- [Письменное задание]: Какое отношение к риску, по данным Вебера с коллегами, имеют мужчины и женщины согласно приведенному ниже тексту о восприятии риска?

Ключевой момент заключается в том, что “риск в любой конкретной ситуации по определению субъективен, разнится от человека к человеку”19. Просто невозможно оценить “объективные” характеристики рискованной ситуации, а потом определить готовность человека к риску на основе его решения. Опять-таки это резонирует с выводом Кейза. “Вновь и вновь, – пишет он, – я обнаруживал, что те, кто очевидно брали на себя большой риск, при ближайшем рассмотрении рисковали лишь чем-то малым, незначительным”20. Он задает риторический вопрос, который подчеркивает субъективность потенциальных потерь и выгод: “Если вы рискуете жизнью, которую не цените, является ли это риском?”
Важность субъективности в восприятии опасностей и выгод во всем пышном многообразии рискованного поведения оказывается столь же значимой для понимания половых различий. В противоположность устоявшемуся мнению мужчины и женщины, как обнаружил Вебер с коллегами, имеют сходное отношение к риску. При одинаково субъективно воспринимаемых рисках и выгодах они были одинаково склонны испытать судьбу. Когда мужчины и женщины действительно различаются в склонности к риску, это оттого, что они воспринимают риски и выгоды по-разному21. Итак, правда ли, что мужчины по своей природе воспринимают опасности более позитивно и, соответственно, более склонны рисковать? Тщательный анализ фактических половых различий в рискованном поведении обнаруживает важные нюансы, которые делают это объяснение непригодным.

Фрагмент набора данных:
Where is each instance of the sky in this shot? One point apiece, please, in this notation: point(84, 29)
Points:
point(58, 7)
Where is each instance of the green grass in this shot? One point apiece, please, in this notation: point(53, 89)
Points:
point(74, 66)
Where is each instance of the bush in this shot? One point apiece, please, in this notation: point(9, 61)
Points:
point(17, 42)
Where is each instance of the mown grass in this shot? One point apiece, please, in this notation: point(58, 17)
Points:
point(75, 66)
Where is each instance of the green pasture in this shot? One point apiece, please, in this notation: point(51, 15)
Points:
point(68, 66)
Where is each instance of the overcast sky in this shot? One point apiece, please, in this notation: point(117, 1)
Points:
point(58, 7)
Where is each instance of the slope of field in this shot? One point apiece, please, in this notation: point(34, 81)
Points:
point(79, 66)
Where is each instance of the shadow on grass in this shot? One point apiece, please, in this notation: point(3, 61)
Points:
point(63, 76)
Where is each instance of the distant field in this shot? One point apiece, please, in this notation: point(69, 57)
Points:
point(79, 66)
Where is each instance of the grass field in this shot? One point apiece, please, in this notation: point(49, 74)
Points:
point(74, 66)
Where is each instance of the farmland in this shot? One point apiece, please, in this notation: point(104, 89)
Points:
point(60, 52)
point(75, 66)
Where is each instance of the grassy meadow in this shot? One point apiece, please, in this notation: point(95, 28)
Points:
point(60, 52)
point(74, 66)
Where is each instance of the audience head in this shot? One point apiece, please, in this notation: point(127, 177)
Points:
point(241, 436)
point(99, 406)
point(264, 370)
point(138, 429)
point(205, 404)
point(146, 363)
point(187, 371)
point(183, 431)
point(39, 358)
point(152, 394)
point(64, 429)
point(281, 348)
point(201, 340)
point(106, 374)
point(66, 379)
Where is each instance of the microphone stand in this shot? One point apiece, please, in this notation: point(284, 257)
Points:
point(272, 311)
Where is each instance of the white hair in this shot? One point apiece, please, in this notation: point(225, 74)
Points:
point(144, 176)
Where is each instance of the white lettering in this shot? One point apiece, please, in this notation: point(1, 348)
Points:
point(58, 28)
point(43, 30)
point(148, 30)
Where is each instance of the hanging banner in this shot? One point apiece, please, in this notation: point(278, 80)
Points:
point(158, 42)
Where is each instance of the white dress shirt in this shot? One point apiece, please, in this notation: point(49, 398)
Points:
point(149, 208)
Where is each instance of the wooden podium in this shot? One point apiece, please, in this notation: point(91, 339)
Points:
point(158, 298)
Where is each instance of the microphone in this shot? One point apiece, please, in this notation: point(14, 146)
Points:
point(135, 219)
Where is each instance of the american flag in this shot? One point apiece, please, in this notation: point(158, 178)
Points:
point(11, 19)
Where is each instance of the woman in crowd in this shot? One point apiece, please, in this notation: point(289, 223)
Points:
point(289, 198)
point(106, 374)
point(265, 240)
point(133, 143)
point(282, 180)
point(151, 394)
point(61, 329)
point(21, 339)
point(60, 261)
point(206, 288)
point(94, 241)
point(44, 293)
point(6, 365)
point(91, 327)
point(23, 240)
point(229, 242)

- [Результат выполнения]: Мужчины и женщины имеют сходное отношение к риску.